» **Problem description**: Reproduce the records below verbatim, line for line.

Begin Data listing

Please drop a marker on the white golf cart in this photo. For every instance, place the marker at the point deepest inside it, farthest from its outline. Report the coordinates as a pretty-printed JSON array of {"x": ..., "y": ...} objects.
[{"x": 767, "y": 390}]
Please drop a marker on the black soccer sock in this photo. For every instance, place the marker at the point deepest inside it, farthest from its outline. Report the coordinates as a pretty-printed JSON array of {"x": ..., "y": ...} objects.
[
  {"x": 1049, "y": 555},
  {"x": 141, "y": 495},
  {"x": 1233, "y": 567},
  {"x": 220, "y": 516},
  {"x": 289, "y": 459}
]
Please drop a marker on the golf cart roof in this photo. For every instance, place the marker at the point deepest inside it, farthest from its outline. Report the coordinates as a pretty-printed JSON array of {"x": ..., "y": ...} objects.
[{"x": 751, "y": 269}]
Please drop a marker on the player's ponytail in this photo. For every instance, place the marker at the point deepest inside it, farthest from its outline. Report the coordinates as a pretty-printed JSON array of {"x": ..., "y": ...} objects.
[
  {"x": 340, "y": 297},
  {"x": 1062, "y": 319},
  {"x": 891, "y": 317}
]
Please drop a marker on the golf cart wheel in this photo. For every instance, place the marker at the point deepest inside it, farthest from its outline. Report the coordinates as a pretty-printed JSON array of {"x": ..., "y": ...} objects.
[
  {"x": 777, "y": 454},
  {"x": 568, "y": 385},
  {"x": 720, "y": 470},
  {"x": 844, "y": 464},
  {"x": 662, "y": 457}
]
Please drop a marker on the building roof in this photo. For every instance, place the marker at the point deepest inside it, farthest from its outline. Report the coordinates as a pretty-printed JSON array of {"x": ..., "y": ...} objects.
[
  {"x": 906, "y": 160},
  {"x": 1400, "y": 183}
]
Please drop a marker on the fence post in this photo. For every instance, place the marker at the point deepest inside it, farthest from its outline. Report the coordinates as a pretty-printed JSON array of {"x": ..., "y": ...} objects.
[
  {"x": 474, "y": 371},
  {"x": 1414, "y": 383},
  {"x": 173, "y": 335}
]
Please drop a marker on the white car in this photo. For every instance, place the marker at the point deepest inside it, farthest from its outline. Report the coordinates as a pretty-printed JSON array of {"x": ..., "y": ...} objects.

End Data listing

» **Result of the exercise**:
Please drop a marker on the white golf cart in this photo. For every instance, place the marker at the point deepest inside it, farthest from its outline. Report the coordinates as a pretty-printed JSON array of {"x": ..., "y": ...} objects.
[{"x": 767, "y": 390}]
Please drop a marker on the black soccer sock in this photo. For every instance, place the marker at the point deepest inside it, farthest from its outline. Report the coordinates as a pretty-printed JSON array of {"x": ..., "y": ...} objects.
[
  {"x": 1049, "y": 555},
  {"x": 141, "y": 495},
  {"x": 1233, "y": 567},
  {"x": 220, "y": 516},
  {"x": 289, "y": 459}
]
Please drop a marker on the golf cart roof in this photo. For every instance, place the marker at the point deepest inside it, farthest from its outline. Report the coordinates as a pretty-printed JSON array of {"x": ..., "y": ...} objects.
[{"x": 751, "y": 269}]
Please drop a marker on the player's ponytail in this photo. For every instance, place the marker at the point deepest inside it, farthest from its outline. Report the coordinates as a pretty-printed JSON array of {"x": ..., "y": ...} objects.
[
  {"x": 340, "y": 297},
  {"x": 1062, "y": 319},
  {"x": 891, "y": 317}
]
Please drop a marker on the golf cart wheel in this photo. For every instance, place the marker at the point deepest inside it, farthest from its outline. Report the coordinates as a pretty-printed JSON array of {"x": ..., "y": ...} objects.
[
  {"x": 777, "y": 454},
  {"x": 568, "y": 385},
  {"x": 720, "y": 470},
  {"x": 844, "y": 464},
  {"x": 662, "y": 457}
]
Please drop a marker on the building roof in this photo. For every instance, place the marker at the point deepest inside it, farthest from its outline. Report the coordinates as a pretty-printed JSON array of {"x": ..., "y": ...} objects.
[
  {"x": 906, "y": 160},
  {"x": 1400, "y": 183}
]
Please drop a marker on the fence post in this photo. For every instance, place the marker at the point deepest inside it, farthest from its outline. Report the coordinates as a pretty-printed JSON array of {"x": ..., "y": ...} objects.
[
  {"x": 474, "y": 371},
  {"x": 1414, "y": 383},
  {"x": 173, "y": 335}
]
Please drop a marker on the white car in this photo. For every instance, place the marker at the point deepest inside it, farthest from its outline. Report the coordinates as a pretty-printed JSON array of {"x": ..., "y": ...} objects.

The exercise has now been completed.